SELECTED EXCERPT:
►
Goldman Sachs predicted gold would go to $1300.00 within 6 months and on Friday raised their forecast on the chance of a double-dip recession occurring to 25 to 30%. David Rosenberg, a noted economist, said on Friday that the consumers’ focus on shedding debt rather than spending will prevent the economy from growing and will, in fact, bring the recovery to a halt.
New claims for unemployment “unexpectedly” rose to its highest level in almost 6 months last week. This news, coupled with the Fed’s downgrade of the state of the economy helped push the stock market lower this week. The International Labor Organization said on Thursday that youth unemployment around the world has now hit a record high and that employment for the 15 to 24 year old range will most likely lag behind the recovery of the job market for adults.
The Commerce Department reported that inventories held by businesses rose for the sixth straight month in June. Sales of that inventory however, fell for the second straight month leading many to forecast even weaker spending for the second half of the year. The Federal Reserve Bank of Philadelphia’s survey of 36 professional forecasters sees the economy growing at an annual rate of 2.3 percent this quarter; down from the previous estimate of 3.3 percent, further reinforcing the view that the consumer is once again hoarding their cash.
◄
In the economic news excerpt, what annual growth rate did the Federal Reserve Bank of Philadelphia's survey of professional forecasters expect for this quarter? The listing after this point is separate material with no tie to the economic news excerpt.

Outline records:
►
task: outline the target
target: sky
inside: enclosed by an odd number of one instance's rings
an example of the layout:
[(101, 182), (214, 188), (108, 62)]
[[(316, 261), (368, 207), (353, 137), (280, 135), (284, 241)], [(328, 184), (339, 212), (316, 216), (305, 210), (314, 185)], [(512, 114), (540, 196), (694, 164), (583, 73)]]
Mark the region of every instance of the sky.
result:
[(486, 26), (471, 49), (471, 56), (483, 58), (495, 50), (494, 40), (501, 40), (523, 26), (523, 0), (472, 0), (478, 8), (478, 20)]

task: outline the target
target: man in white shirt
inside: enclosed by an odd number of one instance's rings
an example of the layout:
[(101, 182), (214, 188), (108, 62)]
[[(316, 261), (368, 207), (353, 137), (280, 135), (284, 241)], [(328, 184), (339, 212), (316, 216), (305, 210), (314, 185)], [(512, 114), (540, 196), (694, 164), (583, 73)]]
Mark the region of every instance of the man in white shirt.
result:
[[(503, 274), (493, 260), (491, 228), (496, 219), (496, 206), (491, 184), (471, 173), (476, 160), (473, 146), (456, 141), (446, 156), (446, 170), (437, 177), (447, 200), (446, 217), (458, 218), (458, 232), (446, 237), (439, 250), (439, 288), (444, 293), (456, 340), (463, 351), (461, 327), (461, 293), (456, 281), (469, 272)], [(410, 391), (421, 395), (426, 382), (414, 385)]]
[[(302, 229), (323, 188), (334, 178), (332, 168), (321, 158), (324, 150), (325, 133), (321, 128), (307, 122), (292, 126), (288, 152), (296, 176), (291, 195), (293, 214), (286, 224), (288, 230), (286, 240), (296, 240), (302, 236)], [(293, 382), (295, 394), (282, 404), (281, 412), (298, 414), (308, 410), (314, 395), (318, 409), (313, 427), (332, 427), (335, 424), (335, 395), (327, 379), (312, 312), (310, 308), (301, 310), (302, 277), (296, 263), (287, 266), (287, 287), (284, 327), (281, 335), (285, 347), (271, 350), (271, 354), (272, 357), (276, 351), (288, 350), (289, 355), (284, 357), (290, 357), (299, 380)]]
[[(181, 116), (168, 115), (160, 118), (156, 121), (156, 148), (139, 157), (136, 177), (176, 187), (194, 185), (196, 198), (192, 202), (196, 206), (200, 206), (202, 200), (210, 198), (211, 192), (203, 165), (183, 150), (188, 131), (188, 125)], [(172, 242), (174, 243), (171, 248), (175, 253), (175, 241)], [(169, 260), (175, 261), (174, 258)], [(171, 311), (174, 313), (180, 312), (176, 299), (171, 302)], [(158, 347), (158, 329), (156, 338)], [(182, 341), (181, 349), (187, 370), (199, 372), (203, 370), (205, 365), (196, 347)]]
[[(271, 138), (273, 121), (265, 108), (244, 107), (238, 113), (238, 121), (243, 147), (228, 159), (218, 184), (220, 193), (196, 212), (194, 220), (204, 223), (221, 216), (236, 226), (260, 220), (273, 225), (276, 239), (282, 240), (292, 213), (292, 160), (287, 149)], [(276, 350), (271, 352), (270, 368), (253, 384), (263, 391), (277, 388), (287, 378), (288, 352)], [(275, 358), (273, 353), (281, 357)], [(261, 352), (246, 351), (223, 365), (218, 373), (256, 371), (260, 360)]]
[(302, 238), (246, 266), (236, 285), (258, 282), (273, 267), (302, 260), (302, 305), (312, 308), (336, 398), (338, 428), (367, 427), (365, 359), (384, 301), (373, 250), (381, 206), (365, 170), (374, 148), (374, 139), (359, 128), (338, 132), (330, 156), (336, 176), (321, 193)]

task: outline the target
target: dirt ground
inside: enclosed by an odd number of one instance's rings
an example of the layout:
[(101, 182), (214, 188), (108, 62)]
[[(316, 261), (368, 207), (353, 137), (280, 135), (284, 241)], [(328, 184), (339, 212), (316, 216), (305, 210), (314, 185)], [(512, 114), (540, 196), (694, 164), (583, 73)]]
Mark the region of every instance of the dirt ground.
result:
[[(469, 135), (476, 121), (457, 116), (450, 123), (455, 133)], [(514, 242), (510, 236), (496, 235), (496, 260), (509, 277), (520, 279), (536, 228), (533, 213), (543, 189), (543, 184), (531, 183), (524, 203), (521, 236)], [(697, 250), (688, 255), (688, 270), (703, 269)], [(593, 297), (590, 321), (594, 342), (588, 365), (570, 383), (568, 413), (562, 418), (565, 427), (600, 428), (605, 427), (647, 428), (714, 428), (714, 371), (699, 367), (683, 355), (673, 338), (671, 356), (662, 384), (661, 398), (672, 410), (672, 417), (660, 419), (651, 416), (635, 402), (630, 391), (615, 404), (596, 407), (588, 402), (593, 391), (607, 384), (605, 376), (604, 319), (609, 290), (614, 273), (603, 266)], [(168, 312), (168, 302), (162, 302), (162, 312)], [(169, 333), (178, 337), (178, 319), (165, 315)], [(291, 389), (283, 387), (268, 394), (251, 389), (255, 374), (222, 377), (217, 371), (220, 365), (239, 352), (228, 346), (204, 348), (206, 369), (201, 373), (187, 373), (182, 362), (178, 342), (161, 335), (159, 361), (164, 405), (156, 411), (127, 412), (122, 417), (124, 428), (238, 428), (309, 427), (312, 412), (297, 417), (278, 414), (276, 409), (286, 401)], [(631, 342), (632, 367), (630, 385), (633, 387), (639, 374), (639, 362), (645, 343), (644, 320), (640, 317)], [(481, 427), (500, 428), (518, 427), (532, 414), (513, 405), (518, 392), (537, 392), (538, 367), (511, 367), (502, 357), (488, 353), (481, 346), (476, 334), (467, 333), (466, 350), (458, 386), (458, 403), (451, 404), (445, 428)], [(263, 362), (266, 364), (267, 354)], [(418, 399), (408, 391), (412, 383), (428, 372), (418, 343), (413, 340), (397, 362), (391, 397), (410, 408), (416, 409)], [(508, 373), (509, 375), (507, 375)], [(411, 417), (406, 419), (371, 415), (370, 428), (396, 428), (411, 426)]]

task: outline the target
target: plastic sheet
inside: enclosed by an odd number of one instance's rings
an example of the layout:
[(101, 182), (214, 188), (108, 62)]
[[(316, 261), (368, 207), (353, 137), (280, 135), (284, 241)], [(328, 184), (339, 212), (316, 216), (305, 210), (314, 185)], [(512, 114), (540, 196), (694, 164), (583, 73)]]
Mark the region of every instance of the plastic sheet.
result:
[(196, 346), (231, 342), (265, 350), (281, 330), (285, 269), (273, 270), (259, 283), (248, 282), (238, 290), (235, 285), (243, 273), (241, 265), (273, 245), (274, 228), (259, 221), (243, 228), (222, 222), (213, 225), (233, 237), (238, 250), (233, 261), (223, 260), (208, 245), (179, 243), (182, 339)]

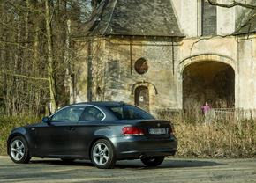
◄
THE COMPLETED TASK: 2.3 percent, down from the previous estimate of 3.3 percent.